* [YOUR OBJECTIVE]: From the entries provided below, copy each line that contains the word "brown".

[Saved data entries]

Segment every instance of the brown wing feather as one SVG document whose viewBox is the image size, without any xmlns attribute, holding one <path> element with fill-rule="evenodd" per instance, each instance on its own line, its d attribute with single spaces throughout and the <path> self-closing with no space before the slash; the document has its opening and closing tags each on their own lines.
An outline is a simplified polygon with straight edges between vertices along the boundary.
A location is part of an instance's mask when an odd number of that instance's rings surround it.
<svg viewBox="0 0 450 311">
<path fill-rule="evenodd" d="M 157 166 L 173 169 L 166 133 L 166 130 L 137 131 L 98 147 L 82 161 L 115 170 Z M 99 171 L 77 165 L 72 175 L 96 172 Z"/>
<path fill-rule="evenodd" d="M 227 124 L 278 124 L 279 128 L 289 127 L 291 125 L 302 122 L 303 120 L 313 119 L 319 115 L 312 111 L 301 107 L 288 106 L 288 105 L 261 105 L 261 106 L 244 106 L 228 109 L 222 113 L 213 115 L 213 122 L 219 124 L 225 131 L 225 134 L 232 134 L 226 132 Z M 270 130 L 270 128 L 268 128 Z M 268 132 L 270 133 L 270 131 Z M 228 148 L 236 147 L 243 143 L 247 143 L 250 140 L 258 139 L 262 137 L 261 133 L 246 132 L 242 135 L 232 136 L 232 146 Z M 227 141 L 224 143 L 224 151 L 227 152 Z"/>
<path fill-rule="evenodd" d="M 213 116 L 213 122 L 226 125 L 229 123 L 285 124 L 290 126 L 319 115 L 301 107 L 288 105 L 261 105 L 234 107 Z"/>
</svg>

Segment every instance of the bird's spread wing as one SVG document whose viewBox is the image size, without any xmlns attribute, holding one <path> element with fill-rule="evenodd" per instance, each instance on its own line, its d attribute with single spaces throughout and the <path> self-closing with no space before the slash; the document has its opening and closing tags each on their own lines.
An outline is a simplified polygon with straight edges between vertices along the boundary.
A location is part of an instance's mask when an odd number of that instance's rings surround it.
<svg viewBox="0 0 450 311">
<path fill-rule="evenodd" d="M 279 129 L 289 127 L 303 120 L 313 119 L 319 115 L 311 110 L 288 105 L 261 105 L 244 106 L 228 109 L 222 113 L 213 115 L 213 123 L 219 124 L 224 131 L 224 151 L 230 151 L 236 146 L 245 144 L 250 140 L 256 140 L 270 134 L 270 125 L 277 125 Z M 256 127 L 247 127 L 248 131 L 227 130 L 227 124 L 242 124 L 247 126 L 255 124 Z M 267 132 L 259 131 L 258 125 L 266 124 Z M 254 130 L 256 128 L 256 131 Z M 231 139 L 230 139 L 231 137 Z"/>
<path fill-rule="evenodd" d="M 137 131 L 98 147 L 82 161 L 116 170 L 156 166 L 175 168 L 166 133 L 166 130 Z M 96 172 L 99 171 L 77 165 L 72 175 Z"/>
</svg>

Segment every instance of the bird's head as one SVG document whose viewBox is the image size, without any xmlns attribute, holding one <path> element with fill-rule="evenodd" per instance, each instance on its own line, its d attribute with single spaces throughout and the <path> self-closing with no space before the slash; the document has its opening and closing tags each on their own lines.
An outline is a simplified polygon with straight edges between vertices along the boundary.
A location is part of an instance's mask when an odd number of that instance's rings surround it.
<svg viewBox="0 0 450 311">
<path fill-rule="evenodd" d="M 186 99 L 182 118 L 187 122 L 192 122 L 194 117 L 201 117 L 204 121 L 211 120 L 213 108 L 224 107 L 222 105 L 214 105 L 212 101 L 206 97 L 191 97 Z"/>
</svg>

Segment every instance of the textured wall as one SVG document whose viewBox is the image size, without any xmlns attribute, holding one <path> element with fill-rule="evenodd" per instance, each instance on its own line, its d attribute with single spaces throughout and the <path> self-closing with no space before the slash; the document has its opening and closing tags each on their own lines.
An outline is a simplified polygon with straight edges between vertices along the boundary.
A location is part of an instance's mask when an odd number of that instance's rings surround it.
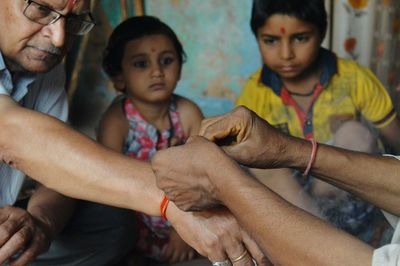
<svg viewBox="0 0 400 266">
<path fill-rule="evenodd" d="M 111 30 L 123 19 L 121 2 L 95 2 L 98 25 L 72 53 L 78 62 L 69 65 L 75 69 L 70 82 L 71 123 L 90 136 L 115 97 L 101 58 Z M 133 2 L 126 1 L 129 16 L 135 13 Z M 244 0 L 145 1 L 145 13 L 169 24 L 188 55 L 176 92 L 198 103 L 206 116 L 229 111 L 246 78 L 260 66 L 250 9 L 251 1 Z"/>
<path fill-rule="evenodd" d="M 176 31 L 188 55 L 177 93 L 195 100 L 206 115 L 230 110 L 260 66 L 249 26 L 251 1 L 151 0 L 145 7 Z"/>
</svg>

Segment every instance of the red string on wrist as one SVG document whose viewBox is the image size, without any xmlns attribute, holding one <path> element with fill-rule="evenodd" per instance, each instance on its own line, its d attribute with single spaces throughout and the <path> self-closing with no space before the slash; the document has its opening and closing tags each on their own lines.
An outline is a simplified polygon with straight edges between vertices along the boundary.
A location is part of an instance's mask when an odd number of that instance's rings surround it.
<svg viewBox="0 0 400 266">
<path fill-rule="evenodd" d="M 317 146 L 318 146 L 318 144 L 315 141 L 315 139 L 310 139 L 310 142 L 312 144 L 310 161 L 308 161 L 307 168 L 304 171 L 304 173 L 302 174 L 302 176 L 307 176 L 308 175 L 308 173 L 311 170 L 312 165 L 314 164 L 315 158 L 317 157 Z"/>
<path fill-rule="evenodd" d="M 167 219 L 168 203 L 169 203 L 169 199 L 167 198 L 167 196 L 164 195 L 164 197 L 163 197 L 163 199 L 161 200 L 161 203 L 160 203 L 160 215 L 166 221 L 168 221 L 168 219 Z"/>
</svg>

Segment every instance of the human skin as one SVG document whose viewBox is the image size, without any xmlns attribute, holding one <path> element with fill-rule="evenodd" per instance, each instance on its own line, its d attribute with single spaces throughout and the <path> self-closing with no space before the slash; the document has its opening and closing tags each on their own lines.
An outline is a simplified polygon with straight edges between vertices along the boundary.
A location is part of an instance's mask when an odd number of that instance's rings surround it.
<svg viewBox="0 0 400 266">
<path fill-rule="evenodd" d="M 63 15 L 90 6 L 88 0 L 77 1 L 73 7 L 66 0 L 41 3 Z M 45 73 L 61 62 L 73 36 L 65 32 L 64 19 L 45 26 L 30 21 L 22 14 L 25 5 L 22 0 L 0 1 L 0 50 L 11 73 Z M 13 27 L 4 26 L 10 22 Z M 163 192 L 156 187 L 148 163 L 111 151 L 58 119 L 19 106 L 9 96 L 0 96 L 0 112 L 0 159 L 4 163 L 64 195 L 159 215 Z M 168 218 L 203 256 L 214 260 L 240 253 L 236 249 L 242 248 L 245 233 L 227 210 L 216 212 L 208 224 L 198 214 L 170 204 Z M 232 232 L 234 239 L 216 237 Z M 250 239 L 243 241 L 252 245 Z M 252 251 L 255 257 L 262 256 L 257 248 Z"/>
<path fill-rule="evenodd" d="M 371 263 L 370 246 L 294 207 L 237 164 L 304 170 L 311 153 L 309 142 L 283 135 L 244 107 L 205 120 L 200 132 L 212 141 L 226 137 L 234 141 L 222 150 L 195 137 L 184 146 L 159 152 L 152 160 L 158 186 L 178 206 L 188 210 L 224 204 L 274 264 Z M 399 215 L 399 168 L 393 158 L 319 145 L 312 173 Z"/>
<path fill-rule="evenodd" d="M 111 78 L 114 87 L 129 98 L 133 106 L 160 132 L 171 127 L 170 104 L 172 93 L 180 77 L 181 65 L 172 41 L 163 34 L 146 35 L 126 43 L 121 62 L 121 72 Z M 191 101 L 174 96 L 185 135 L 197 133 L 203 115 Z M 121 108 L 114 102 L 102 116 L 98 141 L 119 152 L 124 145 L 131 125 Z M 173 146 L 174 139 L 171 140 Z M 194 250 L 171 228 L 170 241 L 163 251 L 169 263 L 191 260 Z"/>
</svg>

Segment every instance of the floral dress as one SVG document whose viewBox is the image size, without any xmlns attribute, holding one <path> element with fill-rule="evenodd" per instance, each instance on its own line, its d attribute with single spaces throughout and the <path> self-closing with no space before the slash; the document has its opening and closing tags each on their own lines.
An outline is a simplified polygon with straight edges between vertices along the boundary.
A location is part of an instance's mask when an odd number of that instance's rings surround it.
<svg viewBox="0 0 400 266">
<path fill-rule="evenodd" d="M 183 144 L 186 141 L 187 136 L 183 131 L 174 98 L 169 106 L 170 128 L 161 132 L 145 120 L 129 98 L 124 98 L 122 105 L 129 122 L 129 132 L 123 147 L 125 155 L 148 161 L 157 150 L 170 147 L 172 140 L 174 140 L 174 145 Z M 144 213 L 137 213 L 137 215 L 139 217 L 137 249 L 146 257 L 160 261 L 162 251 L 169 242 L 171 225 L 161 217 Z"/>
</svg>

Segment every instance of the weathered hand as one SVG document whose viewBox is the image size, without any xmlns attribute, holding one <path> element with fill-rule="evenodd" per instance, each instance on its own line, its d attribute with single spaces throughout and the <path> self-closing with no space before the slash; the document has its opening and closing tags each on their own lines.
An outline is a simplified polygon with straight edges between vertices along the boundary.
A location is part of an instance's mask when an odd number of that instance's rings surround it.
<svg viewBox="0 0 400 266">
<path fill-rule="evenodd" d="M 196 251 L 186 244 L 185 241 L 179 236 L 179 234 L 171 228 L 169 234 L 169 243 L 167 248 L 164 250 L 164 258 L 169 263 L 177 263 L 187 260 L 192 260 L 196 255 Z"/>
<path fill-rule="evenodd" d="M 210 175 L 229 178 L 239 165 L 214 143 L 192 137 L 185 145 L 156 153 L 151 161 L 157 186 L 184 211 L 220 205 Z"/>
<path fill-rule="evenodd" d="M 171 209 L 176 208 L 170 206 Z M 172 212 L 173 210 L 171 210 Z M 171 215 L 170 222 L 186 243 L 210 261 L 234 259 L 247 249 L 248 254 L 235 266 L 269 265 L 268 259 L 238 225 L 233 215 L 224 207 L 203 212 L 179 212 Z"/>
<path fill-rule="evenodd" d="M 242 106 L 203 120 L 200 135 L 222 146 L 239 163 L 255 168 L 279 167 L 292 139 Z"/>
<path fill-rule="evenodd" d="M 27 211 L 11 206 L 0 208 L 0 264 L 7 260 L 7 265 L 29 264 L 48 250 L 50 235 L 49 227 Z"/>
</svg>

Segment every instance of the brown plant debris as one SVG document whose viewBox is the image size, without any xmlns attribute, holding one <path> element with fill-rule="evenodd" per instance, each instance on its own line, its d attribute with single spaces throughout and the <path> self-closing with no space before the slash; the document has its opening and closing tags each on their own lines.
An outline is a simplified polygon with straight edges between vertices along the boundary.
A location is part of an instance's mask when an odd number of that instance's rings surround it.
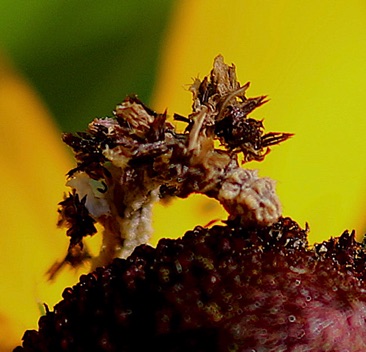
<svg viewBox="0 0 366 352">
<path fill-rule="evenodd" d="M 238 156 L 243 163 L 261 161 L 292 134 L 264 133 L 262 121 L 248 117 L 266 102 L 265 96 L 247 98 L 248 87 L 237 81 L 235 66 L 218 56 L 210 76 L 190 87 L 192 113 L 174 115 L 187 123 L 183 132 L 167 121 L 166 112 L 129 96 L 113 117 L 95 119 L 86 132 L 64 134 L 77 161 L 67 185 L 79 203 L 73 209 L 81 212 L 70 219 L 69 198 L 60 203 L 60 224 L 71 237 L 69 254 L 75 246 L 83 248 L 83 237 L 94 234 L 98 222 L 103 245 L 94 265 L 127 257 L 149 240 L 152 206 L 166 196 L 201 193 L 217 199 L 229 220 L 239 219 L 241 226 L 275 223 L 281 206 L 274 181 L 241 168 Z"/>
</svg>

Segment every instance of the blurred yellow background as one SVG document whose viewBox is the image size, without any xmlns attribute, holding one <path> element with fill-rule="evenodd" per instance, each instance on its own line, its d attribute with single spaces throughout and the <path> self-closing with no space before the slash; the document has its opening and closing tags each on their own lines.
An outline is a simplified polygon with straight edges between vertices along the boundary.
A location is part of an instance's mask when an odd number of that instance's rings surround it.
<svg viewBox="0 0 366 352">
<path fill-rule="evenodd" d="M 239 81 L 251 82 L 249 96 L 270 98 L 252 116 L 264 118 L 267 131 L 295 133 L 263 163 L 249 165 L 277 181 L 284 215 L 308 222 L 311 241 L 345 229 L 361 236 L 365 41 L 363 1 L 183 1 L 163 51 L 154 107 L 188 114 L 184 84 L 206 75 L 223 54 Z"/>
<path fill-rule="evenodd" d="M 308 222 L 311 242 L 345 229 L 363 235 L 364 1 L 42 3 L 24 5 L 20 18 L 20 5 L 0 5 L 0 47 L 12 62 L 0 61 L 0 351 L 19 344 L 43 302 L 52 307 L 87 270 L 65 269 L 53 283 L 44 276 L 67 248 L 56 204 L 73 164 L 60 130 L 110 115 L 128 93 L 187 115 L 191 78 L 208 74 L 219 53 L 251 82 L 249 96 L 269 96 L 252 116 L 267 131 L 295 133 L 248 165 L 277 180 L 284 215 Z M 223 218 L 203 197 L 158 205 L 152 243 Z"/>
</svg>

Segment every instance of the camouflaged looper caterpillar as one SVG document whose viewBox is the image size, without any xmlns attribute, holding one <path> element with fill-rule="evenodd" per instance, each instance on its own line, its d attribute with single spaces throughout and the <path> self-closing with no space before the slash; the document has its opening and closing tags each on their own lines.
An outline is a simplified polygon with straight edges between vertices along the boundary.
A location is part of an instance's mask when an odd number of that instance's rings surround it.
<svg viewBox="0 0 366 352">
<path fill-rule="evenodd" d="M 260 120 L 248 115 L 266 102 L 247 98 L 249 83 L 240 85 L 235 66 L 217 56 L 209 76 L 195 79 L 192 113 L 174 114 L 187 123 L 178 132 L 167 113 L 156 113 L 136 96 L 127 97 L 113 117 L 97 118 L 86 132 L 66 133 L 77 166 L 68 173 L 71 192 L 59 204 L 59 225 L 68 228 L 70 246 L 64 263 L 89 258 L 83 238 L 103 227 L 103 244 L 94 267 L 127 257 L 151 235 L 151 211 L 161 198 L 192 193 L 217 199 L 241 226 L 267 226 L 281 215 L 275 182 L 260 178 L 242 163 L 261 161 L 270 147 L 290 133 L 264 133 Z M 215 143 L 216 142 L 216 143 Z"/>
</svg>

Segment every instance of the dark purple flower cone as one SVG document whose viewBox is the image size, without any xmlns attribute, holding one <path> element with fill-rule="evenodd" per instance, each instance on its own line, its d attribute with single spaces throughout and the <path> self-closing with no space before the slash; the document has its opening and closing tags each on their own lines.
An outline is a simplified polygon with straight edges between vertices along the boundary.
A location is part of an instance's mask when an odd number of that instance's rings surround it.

* [RESPONSE FOR THIS EXERCISE]:
Segment every instance of the brown wing feather as one SVG document whose viewBox is the image size, without any xmlns attribute, holding one <path> element with fill-rule="evenodd" per instance, each instance on its own line, its d attribute with single spaces throughout and the <path> self-closing with no space before the slash; the document has its opening and closing tags each on their own lines.
Segment every instance of the brown plant debris as one SVG document whose viewBox is the image size, without any xmlns attribute, holding one <path> element with fill-rule="evenodd" per instance, each instance on its own line, its d attribute with single spaces throughout and the <path> self-closing with no space before the slash; the document has its opening and closing tags each on their own lines.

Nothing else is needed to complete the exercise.